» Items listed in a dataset

=-=-=-=-=

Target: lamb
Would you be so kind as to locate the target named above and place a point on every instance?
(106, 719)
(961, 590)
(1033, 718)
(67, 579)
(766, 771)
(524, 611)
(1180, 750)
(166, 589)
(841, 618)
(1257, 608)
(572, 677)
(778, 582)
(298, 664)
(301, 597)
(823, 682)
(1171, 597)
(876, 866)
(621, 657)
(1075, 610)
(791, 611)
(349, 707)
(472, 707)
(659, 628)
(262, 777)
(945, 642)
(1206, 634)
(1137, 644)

=-=-=-=-=

» TASK DIRECTIONS
Would you restate word for word every line from the one holding "Would you be" to the end of the entries, both ends included?

» RESULT
Would you be so kind as to locate the target named above and place a point on every instance?
(106, 719)
(961, 590)
(1033, 718)
(67, 579)
(766, 771)
(524, 611)
(1180, 750)
(166, 589)
(841, 618)
(1257, 608)
(572, 677)
(778, 582)
(298, 664)
(301, 597)
(823, 682)
(1171, 597)
(876, 866)
(621, 657)
(1075, 610)
(791, 611)
(349, 707)
(472, 707)
(659, 628)
(262, 777)
(945, 642)
(1206, 634)
(1137, 644)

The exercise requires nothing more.